**ENTRIES SHOWN:**
- - - - -

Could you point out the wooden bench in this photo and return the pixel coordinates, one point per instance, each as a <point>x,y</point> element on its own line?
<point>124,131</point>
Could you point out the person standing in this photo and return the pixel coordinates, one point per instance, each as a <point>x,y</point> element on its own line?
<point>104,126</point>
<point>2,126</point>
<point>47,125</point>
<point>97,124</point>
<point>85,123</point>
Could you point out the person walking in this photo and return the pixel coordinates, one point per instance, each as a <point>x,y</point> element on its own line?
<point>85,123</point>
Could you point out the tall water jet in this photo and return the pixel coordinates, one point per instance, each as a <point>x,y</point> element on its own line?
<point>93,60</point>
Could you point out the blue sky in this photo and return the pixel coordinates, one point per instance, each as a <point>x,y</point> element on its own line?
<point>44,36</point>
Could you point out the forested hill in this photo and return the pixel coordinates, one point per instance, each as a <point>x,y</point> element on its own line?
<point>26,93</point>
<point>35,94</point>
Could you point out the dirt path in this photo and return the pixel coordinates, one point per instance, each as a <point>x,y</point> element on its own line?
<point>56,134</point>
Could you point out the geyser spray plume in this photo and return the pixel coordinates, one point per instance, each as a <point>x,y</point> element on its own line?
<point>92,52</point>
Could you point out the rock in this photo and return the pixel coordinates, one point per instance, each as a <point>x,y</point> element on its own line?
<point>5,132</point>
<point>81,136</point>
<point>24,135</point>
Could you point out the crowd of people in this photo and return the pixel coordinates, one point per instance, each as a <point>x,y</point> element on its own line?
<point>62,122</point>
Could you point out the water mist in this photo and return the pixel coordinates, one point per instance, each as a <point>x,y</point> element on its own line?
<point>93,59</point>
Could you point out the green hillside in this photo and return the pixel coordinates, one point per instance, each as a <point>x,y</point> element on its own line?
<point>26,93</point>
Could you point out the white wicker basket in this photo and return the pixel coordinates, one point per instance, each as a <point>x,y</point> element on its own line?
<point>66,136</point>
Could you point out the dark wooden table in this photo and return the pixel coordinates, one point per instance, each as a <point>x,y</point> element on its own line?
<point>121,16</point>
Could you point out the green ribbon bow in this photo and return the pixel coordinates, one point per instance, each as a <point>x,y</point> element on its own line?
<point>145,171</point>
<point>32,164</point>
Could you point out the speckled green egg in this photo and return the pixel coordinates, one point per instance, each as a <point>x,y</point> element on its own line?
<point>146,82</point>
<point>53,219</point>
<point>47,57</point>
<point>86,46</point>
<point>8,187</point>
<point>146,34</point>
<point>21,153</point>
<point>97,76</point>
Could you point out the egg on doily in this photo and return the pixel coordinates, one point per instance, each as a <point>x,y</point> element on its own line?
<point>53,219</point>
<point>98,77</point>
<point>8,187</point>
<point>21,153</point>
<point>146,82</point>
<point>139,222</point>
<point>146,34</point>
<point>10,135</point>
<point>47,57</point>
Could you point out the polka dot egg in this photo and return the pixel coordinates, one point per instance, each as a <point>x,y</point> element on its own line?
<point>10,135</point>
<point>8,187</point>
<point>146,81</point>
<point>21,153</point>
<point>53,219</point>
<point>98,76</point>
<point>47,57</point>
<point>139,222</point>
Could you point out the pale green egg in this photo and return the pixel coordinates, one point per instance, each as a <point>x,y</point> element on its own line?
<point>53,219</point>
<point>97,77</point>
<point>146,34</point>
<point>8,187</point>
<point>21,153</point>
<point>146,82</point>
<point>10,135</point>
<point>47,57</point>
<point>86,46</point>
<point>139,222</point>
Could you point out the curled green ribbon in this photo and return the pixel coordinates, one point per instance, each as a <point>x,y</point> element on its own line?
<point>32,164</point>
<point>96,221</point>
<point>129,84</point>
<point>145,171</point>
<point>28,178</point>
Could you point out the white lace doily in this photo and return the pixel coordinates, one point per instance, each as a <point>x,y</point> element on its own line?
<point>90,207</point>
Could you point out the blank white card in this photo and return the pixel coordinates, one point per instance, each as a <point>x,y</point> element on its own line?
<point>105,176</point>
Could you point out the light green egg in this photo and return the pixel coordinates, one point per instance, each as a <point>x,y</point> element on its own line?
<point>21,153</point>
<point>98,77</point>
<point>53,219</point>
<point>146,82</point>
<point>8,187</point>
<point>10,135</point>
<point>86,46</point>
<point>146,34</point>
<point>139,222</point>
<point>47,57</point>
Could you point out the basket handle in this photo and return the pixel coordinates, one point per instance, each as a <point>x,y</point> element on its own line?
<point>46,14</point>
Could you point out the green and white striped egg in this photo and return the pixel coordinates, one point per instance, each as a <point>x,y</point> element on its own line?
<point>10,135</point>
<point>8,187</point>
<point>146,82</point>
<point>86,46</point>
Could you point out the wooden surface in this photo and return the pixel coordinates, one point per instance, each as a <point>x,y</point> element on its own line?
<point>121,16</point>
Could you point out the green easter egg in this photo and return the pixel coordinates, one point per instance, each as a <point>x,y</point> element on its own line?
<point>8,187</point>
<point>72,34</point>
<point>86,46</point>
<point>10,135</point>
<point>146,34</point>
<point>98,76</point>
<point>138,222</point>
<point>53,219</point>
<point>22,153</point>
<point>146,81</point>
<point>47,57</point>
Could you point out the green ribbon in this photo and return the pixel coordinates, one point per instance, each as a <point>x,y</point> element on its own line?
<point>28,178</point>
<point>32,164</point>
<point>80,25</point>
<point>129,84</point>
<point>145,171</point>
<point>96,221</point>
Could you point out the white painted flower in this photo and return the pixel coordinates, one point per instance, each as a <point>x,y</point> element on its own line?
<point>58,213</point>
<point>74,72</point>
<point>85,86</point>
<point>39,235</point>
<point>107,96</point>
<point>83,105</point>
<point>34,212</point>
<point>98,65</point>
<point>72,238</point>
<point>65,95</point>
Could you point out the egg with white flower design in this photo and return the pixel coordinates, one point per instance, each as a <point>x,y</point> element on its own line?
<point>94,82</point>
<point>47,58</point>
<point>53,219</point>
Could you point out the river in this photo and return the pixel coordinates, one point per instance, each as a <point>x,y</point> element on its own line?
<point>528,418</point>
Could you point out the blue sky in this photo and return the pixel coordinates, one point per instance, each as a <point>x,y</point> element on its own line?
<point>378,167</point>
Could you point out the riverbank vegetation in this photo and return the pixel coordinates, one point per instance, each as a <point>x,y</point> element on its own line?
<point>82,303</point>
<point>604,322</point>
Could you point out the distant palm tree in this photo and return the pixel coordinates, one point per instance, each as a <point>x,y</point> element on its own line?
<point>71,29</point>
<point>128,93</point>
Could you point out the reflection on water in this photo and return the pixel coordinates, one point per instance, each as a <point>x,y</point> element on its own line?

- - - - -

**WORK INSTRUCTIONS:**
Output every entry exactly as given.

**SOLUTION TO THIS PROBLEM:**
Could you point out the wooden bench in this photo and return the pixel coordinates, one point per instance, each as a <point>x,y</point> element on its own line?
<point>124,131</point>
Could you point out the person standing in this photo and return the pixel coordinates, one point per instance, each as a <point>x,y</point> element on its own line?
<point>104,126</point>
<point>2,126</point>
<point>47,125</point>
<point>97,124</point>
<point>85,123</point>
Could you point out the person walking in this photo and return the pixel coordinates, one point per instance, each as a <point>x,y</point> element on its own line?
<point>85,123</point>
Could you point out the tall water jet in this photo and return the pixel coordinates, one point per instance, each as a <point>x,y</point> element on its own line?
<point>93,60</point>
Could you point out the blue sky in this photo and return the pixel coordinates, one point per instance, each as a <point>x,y</point> element on its own line?
<point>44,36</point>
Could you point out the forested hill in this photo and return the pixel coordinates, one point per instance, each as a <point>x,y</point> element on its own line?
<point>26,93</point>
<point>35,94</point>
Could you point out the dirt path in this photo and return the pixel coordinates, one point per instance, each as a <point>x,y</point> element on its own line?
<point>56,134</point>
Could you point out the geyser spray plume in this photo and return the pixel coordinates, one point per instance, each as a <point>x,y</point> element on its own line?
<point>92,52</point>
Could you point out the rock in this photo and return the pixel coordinates, one point per instance, each as a <point>x,y</point> element on its own line?
<point>5,132</point>
<point>81,136</point>
<point>24,135</point>
Could you point out the crowd of people in this photo and return the pixel coordinates, one point per instance, each as a <point>x,y</point> element on its own line?
<point>62,122</point>
Could you point out the water mist in this photo and return the pixel coordinates, one point per instance, each as a <point>x,y</point> element on its own line?
<point>93,59</point>
Could you point out the green hillside in this photo and return the pixel coordinates, one point per instance, each as a <point>x,y</point> element on its own line?
<point>26,93</point>
Could you point out the white wicker basket in this photo and return the pixel coordinates, one point per instance, each as a <point>x,y</point> element on its own line?
<point>66,136</point>
Could you point out the dark wooden table in this photo and return the pixel coordinates, one point per instance, each as a <point>x,y</point> element on its own line?
<point>121,16</point>
Could you point out the green ribbon bow in this photo and return the pixel coordinates, one point per instance, each as a <point>x,y</point> element on its own line?
<point>145,171</point>
<point>32,164</point>
Could you point out the speckled green egg in this photo and return the pixel coordinates, one point per instance, each as a <point>x,y</point> element on its own line?
<point>146,82</point>
<point>53,219</point>
<point>47,57</point>
<point>86,46</point>
<point>8,187</point>
<point>146,34</point>
<point>21,153</point>
<point>97,76</point>
Could you point out the egg on doily in this photo and return the pixel coordinates, one point per instance, each as a <point>x,y</point> element on its own line?
<point>53,219</point>
<point>98,77</point>
<point>8,187</point>
<point>21,153</point>
<point>146,82</point>
<point>139,222</point>
<point>146,34</point>
<point>10,135</point>
<point>47,57</point>
Could you point out the polka dot egg in this photo and return the pixel coordinates, one point per instance, each as a <point>x,y</point> element on its own line?
<point>10,135</point>
<point>8,187</point>
<point>146,81</point>
<point>21,153</point>
<point>53,219</point>
<point>98,76</point>
<point>47,57</point>
<point>139,222</point>
Could you point out the pale green egg in this photo and return the pixel coordinates, one point per instance, each as a <point>x,y</point> element on its own line?
<point>53,219</point>
<point>97,77</point>
<point>146,34</point>
<point>8,187</point>
<point>21,153</point>
<point>146,82</point>
<point>10,135</point>
<point>47,57</point>
<point>86,46</point>
<point>139,222</point>
Could you point out the curled green ribbon in this photo and return the pixel coordinates, one point per instance, each as a <point>x,y</point> element on its own line?
<point>32,164</point>
<point>96,221</point>
<point>129,84</point>
<point>145,171</point>
<point>28,178</point>
Could you point out the white lace doily in this photo and return the pixel coordinates, one point per instance, each as a <point>x,y</point> element on its own line?
<point>90,207</point>
Could you point out the blank white card in this photo and return the pixel coordinates, one point per instance, each as a <point>x,y</point> element on its own line?
<point>105,176</point>
Could you point out the light green egg in this photo and return the pixel coordinates, one point per instance, each as a <point>x,y</point> element on its own line?
<point>21,153</point>
<point>98,77</point>
<point>53,219</point>
<point>146,82</point>
<point>8,187</point>
<point>10,135</point>
<point>86,46</point>
<point>146,34</point>
<point>139,222</point>
<point>47,57</point>
Could you point out the basket handle in this photo and return the pixel coordinates, one point per instance, each as a <point>x,y</point> element on its own line?
<point>46,14</point>
Could you point out the green and white striped egg in this photo and return the pixel coordinates, one point per instance, each as a <point>x,y</point> element on its own line?
<point>10,135</point>
<point>8,187</point>
<point>146,82</point>
<point>86,46</point>
Could you point out the wooden surface in this photo and return the pixel coordinates, one point per instance, each as a <point>x,y</point> element on its own line?
<point>121,16</point>
Could you point out the green easter egg in this photo and return the pixel coordinates, one point per instance, each as a <point>x,y</point> element on its own line?
<point>8,187</point>
<point>72,34</point>
<point>86,46</point>
<point>10,135</point>
<point>146,34</point>
<point>98,76</point>
<point>138,222</point>
<point>53,219</point>
<point>22,153</point>
<point>146,81</point>
<point>47,57</point>
Could you point out the green ribbon in this photo and return the pixel coordinates, one point per instance, each as a <point>x,y</point> element on its own line?
<point>28,178</point>
<point>32,164</point>
<point>80,25</point>
<point>129,84</point>
<point>145,171</point>
<point>96,221</point>
Could you point out the white painted flower in this photo and return the pixel coordinates, one point per instance, each as a <point>x,y</point> element on its own line?
<point>58,213</point>
<point>74,72</point>
<point>85,86</point>
<point>39,235</point>
<point>107,96</point>
<point>83,105</point>
<point>34,212</point>
<point>98,65</point>
<point>72,238</point>
<point>65,95</point>
Could you point out the egg with white flower design in this photo and return the pixel coordinates, one point per instance, each as a <point>x,y</point> element on its own line?
<point>94,82</point>
<point>47,58</point>
<point>53,219</point>
Could you point out the river in this photo and return the pixel coordinates, one point per instance, each as a <point>x,y</point> element on its own line?
<point>528,418</point>
Could you point out the blue sky in this photo and return the pixel coordinates, one point per instance, each as a <point>x,y</point> element on its own line?
<point>378,167</point>
Could you point out the riverbank vegetation in this photo and return the pixel coordinates, one point per instance, each as a <point>x,y</point> element on its own line?
<point>82,303</point>
<point>604,322</point>
Could you point out the distant palm tree in this photo and return the pixel coordinates, one point per instance, each as a <point>x,y</point> element on its own line?
<point>71,29</point>
<point>128,93</point>
Could you point out the reflection on water in this photo and return the pixel coordinates, one point per instance, each as a <point>x,y</point> element on its own line?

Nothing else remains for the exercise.